++++ Given text ++++

Everyone loves science even if they don’t realize it. I thought I didn’t care for it in junior high, when my obsession with baseball was at its peak. I failed to comprehend that chemistry made possible the glove that a diving Ozzie Smith used to snare line drives. I remained clueless about physics being behind the Neikro brothers’ fluttering knuckleballs.
By college, I still hadn’t developed an appreciation for science, taking as little as I could en route to my degree. I was much more into AC/DC and Jane’s Addiction, all while being indifferent to how principles like acoustics, dynamics, and resonance were enabling me to rock out to Van Halen’s latest.
Whether one is into baseball and music, or any other activity, science makes it possible. Still, there are a few folks who describe themselves in so many words as anti-science. This is most ironic when they make such declarations on a cell phone, i-Pad, or social media forum. But most anti-science sentiment comes from those who largely embrace the field until it brushes up against their pet cause. This can happen with adherents of astrology, cryptozoology, creationism, energy healing, homeopathy, or those denying climate change, vaccines, and GMOs.
Being unable to cite scientific evidence for their ideas, these proponents try and build support for their positions by tearing down the opposing notion. This represents the argument from ignorance since disproving the prevailing scientific consensus would not buttress their contrarian position. When trying to tear it down, they often point to past mistakes made by scientists, but in so doing fail to understand what science is – a self-correcting, self-critical, self-challenging research method aimed at understanding how our world works.

++++ Entries shown ++++

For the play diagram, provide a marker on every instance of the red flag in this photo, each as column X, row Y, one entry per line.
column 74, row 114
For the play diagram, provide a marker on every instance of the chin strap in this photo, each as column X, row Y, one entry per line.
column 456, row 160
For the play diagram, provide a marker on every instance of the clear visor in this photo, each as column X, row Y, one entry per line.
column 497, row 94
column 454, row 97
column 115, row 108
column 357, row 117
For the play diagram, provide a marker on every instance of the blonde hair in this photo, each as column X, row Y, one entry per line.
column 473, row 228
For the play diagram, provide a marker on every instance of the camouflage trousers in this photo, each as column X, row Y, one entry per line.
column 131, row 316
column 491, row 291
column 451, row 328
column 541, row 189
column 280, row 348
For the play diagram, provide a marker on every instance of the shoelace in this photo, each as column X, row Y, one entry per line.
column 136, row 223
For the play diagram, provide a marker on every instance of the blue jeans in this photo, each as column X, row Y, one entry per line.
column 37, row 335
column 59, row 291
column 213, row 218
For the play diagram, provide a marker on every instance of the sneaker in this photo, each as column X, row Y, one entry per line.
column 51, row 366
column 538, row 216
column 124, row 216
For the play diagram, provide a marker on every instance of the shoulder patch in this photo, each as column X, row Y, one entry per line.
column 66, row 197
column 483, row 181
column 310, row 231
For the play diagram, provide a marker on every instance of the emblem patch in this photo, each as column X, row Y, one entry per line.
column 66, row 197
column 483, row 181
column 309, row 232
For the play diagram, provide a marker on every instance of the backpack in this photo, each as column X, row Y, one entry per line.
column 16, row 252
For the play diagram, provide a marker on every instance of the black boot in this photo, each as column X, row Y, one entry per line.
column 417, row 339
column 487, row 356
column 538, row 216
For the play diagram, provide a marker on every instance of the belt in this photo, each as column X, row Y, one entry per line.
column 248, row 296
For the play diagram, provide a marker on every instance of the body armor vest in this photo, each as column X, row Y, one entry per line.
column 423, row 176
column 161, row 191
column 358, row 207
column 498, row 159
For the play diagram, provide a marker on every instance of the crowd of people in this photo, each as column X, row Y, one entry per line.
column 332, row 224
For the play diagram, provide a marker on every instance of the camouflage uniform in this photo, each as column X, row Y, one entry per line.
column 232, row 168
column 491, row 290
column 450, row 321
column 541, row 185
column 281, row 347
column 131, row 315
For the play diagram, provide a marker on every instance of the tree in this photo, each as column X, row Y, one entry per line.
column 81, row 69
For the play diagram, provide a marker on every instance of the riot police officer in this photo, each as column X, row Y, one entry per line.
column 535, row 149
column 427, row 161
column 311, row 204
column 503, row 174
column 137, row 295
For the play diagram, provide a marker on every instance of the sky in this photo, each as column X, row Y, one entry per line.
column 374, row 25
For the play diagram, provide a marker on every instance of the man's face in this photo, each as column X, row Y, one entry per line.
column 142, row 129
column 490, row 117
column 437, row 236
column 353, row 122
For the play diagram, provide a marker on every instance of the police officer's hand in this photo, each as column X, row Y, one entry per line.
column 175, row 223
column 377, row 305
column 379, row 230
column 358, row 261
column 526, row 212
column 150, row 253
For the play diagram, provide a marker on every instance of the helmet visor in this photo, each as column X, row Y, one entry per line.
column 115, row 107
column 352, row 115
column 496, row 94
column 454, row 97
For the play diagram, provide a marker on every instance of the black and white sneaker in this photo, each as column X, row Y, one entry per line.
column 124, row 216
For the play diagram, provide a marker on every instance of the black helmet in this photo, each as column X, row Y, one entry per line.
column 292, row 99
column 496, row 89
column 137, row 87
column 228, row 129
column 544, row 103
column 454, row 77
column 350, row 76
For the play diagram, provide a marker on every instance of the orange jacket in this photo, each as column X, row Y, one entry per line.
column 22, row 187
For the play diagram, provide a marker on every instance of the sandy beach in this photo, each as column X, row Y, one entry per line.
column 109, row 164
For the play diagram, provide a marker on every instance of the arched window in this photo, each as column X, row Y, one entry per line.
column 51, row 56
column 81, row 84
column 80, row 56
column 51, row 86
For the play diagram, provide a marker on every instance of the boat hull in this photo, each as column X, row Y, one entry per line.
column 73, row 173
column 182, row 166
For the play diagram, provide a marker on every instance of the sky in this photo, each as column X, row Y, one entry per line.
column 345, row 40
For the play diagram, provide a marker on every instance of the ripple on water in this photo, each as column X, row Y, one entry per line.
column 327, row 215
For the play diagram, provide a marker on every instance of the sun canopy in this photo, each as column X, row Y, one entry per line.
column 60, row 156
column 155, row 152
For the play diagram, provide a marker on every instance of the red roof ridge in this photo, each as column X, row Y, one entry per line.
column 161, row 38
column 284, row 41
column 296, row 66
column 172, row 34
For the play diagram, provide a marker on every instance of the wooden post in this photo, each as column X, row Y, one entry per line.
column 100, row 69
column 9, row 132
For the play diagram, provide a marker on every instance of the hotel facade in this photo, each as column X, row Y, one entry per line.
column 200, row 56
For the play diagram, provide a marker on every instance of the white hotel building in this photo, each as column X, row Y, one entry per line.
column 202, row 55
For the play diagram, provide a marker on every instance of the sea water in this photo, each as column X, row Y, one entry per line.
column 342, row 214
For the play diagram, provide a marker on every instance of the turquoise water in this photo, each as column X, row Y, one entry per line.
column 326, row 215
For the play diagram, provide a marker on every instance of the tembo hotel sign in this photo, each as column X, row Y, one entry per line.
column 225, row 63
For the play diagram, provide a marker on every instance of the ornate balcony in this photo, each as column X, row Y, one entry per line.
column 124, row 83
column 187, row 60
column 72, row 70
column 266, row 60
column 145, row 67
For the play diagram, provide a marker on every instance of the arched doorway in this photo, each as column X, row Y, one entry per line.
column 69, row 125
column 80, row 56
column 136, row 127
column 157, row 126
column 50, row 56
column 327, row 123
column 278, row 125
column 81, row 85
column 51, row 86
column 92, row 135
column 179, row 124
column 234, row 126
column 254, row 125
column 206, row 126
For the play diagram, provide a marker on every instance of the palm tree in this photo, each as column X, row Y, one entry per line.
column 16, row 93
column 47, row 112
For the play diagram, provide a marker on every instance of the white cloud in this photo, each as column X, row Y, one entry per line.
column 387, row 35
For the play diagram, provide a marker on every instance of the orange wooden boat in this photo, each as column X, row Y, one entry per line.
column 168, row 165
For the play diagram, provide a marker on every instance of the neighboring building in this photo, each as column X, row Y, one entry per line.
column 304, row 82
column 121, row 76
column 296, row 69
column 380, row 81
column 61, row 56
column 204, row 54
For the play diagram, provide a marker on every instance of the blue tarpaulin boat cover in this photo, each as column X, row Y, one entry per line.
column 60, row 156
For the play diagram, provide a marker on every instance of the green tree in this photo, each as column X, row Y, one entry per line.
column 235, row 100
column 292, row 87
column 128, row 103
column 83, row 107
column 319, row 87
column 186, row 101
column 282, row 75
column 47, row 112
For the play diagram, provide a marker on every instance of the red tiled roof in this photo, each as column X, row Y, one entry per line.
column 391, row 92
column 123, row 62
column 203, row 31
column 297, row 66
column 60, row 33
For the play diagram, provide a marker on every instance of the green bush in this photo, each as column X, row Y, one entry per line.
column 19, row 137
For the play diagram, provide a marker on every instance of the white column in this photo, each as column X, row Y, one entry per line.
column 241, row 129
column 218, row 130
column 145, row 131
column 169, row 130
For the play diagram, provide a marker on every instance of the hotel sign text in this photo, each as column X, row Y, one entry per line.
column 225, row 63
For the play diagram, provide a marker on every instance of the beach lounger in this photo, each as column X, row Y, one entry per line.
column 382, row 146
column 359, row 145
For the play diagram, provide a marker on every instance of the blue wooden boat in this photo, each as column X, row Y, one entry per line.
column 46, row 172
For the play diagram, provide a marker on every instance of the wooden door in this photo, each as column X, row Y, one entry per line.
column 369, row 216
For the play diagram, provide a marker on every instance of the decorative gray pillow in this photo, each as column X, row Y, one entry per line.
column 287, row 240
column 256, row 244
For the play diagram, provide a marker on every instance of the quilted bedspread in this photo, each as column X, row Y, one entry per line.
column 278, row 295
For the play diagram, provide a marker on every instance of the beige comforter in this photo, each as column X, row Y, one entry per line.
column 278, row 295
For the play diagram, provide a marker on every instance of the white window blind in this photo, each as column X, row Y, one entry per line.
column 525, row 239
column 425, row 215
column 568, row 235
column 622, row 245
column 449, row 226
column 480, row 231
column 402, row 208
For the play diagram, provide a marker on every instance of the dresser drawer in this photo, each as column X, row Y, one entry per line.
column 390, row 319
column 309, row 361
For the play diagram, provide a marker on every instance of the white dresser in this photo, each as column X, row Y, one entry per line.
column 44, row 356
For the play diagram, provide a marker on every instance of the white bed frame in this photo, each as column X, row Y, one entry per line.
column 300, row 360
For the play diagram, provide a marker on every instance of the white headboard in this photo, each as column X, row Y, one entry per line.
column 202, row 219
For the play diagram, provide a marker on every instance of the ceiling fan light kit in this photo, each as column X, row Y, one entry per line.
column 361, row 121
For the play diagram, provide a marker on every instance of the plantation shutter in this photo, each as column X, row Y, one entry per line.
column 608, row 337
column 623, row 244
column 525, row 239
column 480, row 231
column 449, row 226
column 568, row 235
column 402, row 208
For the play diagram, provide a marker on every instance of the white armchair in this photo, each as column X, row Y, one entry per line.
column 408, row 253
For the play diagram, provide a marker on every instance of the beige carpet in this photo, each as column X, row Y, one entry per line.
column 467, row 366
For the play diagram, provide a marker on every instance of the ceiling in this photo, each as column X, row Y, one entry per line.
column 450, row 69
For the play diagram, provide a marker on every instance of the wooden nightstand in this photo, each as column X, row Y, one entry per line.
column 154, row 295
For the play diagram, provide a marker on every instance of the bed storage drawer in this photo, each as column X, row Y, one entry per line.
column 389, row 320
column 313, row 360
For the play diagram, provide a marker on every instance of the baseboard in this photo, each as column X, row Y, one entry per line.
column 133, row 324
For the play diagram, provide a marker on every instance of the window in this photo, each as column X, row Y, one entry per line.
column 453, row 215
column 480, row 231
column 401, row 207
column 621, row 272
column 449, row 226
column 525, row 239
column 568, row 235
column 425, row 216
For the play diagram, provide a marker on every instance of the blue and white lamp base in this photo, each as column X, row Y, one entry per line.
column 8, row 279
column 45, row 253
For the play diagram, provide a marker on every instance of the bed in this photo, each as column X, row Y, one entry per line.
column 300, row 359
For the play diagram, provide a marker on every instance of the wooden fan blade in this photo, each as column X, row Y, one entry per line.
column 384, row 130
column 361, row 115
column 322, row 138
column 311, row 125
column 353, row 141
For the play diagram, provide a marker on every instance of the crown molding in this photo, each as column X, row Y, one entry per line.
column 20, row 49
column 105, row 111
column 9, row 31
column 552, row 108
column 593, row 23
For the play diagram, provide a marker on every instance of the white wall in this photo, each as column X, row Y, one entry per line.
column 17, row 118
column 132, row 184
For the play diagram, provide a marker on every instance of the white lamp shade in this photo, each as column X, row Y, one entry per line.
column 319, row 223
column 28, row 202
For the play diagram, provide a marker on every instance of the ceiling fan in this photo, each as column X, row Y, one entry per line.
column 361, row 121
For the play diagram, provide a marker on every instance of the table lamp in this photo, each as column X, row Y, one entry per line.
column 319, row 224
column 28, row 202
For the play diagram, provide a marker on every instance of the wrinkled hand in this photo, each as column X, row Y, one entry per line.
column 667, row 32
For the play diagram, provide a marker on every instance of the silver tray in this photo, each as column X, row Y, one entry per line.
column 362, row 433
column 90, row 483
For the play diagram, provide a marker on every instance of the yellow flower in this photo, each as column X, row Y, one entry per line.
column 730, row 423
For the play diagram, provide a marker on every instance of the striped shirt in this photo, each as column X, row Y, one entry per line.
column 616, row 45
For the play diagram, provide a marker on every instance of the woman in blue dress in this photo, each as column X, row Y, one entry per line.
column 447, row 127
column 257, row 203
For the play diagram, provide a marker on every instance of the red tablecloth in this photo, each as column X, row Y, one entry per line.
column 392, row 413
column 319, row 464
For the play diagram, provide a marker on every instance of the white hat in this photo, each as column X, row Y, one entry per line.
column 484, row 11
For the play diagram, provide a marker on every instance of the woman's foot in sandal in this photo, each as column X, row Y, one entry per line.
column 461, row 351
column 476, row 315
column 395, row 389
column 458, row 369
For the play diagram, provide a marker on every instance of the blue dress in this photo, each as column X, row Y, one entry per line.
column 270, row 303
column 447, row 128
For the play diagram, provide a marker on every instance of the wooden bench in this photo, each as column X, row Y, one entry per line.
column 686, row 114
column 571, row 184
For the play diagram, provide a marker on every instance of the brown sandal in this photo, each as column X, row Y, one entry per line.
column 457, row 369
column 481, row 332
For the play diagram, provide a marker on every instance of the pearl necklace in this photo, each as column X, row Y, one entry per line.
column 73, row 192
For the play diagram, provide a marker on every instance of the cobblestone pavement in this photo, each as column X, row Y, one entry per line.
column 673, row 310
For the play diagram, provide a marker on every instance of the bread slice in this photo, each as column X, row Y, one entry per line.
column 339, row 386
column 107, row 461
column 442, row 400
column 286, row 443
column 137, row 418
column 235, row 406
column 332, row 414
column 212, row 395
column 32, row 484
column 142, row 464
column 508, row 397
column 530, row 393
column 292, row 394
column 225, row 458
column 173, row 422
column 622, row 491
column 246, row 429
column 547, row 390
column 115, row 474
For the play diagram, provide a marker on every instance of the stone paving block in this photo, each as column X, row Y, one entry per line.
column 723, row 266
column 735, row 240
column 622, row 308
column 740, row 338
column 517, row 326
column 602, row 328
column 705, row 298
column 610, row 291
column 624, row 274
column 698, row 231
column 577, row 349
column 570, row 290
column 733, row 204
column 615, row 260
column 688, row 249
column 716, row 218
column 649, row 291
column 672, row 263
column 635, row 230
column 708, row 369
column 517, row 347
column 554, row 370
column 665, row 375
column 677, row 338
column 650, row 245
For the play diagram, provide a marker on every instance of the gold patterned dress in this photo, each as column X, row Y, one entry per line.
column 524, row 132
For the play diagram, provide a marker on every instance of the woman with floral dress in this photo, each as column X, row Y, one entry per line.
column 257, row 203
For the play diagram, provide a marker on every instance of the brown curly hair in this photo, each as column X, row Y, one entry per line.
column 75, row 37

++++

- Using the information
1. Decide whether each statement agrees with the essay on science, and answer yes or no with the deciding words quoted from the essay: (a) In college the writer took as many science classes as possible. (b) Homeopathy is among the causes the essay names. (c) Most anti-science feeling comes from people who reject science completely.
2. In the essay on science, what name is given to building support for a position by tearing down the opposing notion?
Use only the essay on science to answer.

- Responses in order
1.
(a) No: "taking as little as I could en route to my degree"
(b) Yes: "adherents of astrology, cryptozoology, creationism, energy healing, homeopathy"
(c) No: "most anti-science sentiment comes from those who largely embrace the field until it brushes up against their pet cause"

2. The argument from ignorance.